_DIRECTIONS_:
- 1) From the Amos Gitai film listings, reproduce word for word the passage that starts with "Disengagement dir. by" and ends with "settlers from Gaza.".
- 2) According to the Amos Gitai film listings, where is Kadosh set?

_DOCUMENT SECTION_:
==================================================

Kadosh dir. by Amos Gitai (1999, 110 min., Israel) In Hebrew with English subtitles
Set in the Mea Sherim quarter of Jerusalem, an enclave of the ultra-Orthodox, Kadosh explores a hermetic world almost never seen on the screen. Here, for ten years, the pious Rivka (Yael Abecassis) has devoted herself to her husband Meir (Yoram Hattab), but their marriage remains childless. Presumed barren, she is rejected by her community, which prizes children above all else. The story that follows relates the harrowing fate of Rivka, and also her beloved sister Malka (Meital Barda), in love with a young man who has fled the community to lead a secular life.
Kippur dir. by Amos Gitai (2000, 124 min., Egypt) In Hebrew with English subtitles
Taking place in 1973 during the Yom Kippur War, in which Egypt and Syria launched attacks in Sinai and the Golan Heights. Although the story is told from the perspective of Israeli soldiers, the film is far from being an exercise in propaganda. We are led by Weinraub (Liron Levo) and his friend Ruso (Tomer Ruso) on a day that begins with quiet city streets but ends with death, destruction and devastation of both body and mind.
Disengagement dir. by Amos Gitai (2007, 115 min., Israel) In Hebrew and English with English subtitles
This Venice and Toronto favorite stars Juliette Binoche as Ana, who is reunited with her estranged Israeli stepbrother, Uli (Liron Levo), who travels to France after their father's death. Ana decides to return to Israel to search for the daughter she gave up at birth 20 years ago. Crossing frontiers by car, train and boat, Ana and Uli are caught up in the turmoil of the 2005 military-enforced disengagement of Israeli settlers from Gaza.

==================================================

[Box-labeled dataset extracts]
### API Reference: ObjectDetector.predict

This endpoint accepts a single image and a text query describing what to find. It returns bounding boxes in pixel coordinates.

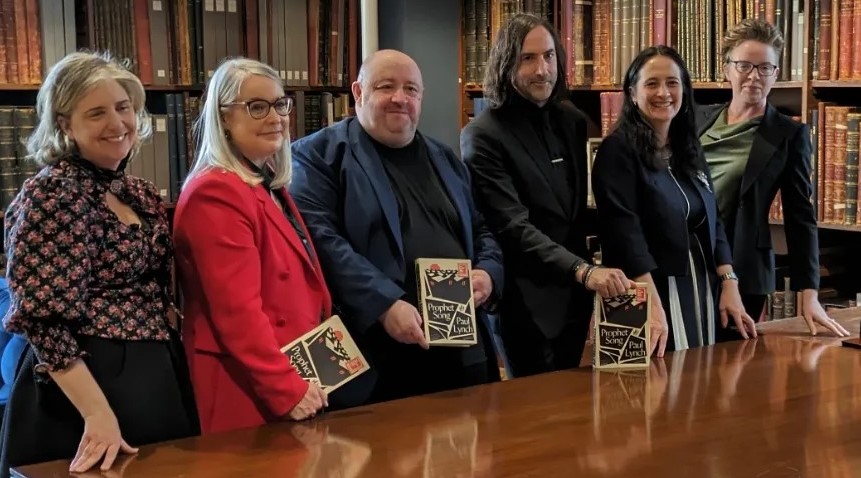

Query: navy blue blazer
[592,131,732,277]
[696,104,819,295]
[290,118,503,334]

==================================================

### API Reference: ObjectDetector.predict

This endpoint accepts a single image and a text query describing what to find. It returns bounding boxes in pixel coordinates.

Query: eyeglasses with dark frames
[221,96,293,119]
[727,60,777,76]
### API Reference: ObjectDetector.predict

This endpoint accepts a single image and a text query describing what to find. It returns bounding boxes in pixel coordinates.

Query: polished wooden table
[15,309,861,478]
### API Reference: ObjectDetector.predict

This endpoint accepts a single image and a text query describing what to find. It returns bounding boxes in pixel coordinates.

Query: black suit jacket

==================================================

_SOLUTIONS TO THE PROBLEMS_:
- 1)
Disengagement dir. by Amos Gitai (2007, 115 min., Israel) In Hebrew and English with English subtitles
This Venice and Toronto favorite stars Juliette Binoche as Ana, who is reunited with her estranged Israeli stepbrother, Uli (Liron Levo), who travels to France after their father's death. Ana decides to return to Israel to search for the daughter she gave up at birth 20 years ago. Crossing frontiers by car, train and boat, Ana and Uli are caught up in the turmoil of the 2005 military-enforced disengagement of Israeli settlers from Gaza.

- 2) In the Mea Sherim quarter of Jerusalem.